INSTRUÇÕES DAS TAREFAS
1. No texto sobre o caso de Nika Shakarami, qual força realizou a audiência resumida no relatório?
2. Diga se cada afirmação concorda com o texto sobre o caso de Nika Shakarami, com sim ou não e as palavras do texto que decidem: (a) A BBC verificou os detalhes do documento com várias fontes. (b) O governo do Irã respondeu aos pedidos de comentários. (c) Os protestos se espalharam pelo país no primeiro semestre de 2022.
3. Resuma em duas frases o texto sobre o caso de Nika Shakarami.

TRECHO DO TEXTO
* * * * * * *

As alegações do relatório foram apresentadas ao governo do Irã e aos seus Guardas Revolucionários, mas eles não responderam a pedidos de comentários.

Marcado como "Altamente Confidencial", o relatório resume uma audiência sobre o caso de Nika, realizada pelo Corpo da Guarda Revolucionária Islâmica, a força de segurança que defende a ordem islâmica do país.

O documento inclui o que seriam os nomes dos assassinos de Nika e dos comandantes seniores que tentaram esconder a verdade, além de mostrar detalhes perturbadores do que aconteceu na traseira de uma van descaracterizada na qual as forças de segurança mantiveram a adolescente.

Esses fatos incluem:

  • Um dos homens a molestou enquanto estava sentado sobre ela
  • Apesar de estar algemada e contida, ela revidou, chutando e xingando
  • Uma admissão de que isso provocou os homens a espancá-la com bastões

Existem vários documentos oficiais iranianos falsos em circulação. Por isso, a BBC passou meses verificando cada detalhe com múltiplas fontes. As extensas investigações indicam que os documentos obtidos pela rede britânica narram os últimos momentos da adolescente.

O desaparecimento e a morte de Nika Shakarami foram amplamente cobertos pela imprensa, e a fotografia da jovem tornou-se símbolo da luta das mulheres no Irã por mais liberdade. À medida que os protestos de rua se espalhavam por todo o país no segundo semestre de 2022, seu nome era gritado por multidões furiosas contra as regras estritas do país sobre o véu obrigatório.

* * * * * * *

DADOS ARMAZENADOS
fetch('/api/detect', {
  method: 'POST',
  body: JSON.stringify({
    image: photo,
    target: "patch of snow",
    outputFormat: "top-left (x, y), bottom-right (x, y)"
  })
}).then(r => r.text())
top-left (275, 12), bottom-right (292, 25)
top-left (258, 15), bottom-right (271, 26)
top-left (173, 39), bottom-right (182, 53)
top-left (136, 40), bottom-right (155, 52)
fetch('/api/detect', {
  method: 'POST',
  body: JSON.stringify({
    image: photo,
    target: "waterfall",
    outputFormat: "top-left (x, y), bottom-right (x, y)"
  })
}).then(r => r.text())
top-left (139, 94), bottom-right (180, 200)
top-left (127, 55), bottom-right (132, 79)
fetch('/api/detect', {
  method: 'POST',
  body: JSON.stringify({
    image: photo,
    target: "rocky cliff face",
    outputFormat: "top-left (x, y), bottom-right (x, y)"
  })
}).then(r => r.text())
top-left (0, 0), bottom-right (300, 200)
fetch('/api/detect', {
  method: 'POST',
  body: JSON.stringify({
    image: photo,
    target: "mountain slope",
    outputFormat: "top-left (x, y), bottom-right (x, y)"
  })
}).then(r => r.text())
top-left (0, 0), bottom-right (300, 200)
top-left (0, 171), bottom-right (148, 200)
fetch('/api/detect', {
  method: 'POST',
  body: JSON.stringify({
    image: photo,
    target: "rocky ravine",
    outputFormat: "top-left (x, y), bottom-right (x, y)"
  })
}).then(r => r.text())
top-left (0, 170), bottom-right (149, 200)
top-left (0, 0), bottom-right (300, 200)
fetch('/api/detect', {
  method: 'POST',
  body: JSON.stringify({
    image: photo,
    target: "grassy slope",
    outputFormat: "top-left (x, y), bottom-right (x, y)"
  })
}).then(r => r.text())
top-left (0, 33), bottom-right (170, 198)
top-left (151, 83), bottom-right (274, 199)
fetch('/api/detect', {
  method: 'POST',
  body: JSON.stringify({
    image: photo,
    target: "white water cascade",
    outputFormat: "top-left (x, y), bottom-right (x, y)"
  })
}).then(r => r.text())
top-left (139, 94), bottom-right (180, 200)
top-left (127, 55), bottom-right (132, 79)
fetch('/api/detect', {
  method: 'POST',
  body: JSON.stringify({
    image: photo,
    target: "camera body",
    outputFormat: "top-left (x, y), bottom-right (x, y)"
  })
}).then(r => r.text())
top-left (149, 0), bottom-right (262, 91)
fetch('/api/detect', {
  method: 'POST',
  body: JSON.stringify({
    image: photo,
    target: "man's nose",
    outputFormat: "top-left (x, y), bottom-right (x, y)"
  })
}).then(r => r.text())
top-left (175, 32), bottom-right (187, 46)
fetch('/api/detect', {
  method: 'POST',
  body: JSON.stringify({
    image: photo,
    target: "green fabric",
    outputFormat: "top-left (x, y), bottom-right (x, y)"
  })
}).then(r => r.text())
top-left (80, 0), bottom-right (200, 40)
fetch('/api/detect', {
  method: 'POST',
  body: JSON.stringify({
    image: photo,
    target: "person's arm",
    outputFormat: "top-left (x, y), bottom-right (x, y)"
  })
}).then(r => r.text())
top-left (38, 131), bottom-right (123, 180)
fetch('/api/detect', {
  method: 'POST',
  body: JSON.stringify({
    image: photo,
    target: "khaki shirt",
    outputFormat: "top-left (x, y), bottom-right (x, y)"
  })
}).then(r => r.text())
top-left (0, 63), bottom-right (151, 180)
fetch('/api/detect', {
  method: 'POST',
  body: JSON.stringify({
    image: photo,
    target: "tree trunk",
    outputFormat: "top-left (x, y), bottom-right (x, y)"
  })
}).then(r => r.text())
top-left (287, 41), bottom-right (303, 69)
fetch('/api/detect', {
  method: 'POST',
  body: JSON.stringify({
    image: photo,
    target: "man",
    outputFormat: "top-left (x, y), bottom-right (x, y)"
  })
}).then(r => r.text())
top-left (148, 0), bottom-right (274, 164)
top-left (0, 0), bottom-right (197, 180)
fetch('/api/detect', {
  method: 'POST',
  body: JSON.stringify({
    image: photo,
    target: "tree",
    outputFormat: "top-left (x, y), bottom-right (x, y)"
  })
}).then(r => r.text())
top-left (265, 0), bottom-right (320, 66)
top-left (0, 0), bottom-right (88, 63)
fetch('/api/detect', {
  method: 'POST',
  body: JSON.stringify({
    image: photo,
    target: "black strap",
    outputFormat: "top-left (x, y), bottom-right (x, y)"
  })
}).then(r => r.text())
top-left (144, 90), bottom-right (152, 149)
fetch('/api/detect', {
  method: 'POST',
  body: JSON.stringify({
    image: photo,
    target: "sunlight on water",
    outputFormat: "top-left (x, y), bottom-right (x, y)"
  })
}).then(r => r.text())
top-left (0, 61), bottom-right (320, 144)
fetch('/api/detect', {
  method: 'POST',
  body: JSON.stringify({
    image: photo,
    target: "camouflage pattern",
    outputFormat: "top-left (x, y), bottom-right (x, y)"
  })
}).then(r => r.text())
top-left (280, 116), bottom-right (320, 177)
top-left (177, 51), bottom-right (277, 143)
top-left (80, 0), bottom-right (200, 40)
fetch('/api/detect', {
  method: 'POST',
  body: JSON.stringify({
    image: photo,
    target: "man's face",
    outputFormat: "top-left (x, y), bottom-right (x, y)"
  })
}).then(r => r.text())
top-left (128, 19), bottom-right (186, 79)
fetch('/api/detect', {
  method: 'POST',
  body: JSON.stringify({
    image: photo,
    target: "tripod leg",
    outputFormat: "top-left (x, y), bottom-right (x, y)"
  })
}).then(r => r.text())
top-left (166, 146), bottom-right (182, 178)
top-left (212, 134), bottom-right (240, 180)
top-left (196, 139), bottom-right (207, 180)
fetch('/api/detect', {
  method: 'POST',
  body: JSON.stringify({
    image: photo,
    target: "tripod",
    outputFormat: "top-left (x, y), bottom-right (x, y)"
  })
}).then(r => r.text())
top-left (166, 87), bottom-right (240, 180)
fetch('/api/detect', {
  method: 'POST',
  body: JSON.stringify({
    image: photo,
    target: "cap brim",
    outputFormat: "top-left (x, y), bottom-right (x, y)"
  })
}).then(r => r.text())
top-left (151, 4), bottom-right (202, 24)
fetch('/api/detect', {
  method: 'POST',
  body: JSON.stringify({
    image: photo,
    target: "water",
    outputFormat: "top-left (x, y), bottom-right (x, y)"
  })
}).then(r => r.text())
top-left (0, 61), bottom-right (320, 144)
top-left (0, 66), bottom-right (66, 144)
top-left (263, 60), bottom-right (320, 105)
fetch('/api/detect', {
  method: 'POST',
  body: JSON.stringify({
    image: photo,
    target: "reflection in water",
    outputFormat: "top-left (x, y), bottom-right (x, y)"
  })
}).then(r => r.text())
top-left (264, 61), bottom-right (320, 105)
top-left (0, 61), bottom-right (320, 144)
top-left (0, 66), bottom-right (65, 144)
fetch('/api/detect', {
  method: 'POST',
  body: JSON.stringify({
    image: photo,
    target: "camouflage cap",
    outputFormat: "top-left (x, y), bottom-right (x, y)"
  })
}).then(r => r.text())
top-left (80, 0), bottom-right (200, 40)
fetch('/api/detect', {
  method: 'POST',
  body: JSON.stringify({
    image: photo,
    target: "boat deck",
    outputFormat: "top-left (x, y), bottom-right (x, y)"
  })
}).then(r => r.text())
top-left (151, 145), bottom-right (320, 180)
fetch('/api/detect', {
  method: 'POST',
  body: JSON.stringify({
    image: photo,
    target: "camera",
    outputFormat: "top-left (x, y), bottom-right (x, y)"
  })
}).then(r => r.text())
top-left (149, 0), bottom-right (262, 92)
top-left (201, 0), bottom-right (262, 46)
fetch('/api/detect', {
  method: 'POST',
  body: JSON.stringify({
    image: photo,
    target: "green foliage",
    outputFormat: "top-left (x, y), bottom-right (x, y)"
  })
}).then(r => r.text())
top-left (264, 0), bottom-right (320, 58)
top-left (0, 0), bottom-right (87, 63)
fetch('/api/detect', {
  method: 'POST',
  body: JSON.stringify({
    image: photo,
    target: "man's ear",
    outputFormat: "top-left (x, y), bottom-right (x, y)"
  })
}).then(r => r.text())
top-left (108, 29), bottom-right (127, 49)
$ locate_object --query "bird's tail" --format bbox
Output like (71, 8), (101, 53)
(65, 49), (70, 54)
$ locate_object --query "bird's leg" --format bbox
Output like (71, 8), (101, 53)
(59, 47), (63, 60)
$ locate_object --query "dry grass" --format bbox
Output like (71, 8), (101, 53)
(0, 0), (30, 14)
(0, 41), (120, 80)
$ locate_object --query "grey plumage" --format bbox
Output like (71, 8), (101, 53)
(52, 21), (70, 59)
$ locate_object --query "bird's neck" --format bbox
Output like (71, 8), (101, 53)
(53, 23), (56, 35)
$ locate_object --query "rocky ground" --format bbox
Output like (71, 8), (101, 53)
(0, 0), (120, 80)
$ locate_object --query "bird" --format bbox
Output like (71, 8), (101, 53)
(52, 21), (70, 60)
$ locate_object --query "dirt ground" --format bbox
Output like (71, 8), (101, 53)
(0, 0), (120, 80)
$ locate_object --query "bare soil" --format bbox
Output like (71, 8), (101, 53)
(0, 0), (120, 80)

* * * * * * *

RESPOSTAS DAS TAREFAS
1. O Corpo da Guarda Revolucionária Islâmica.

2.
(a) Sim: "a BBC passou meses verificando cada detalhe com múltiplas fontes".
(b) Não: "mas eles não responderam a pedidos de comentários".
(c) Não: "no segundo semestre de 2022".

3. Um relatório marcado como "Altamente Confidencial" resume uma audiência da Guarda Revolucionária do Irã sobre o caso de Nika Shakarami e traz detalhes do que aconteceu com a adolescente na traseira de uma van, onde foi espancada com bastões. A BBC passou meses verificando os documentos com múltiplas fontes, e a fotografia da jovem tornou-se símbolo da luta das mulheres no Irã por mais liberdade.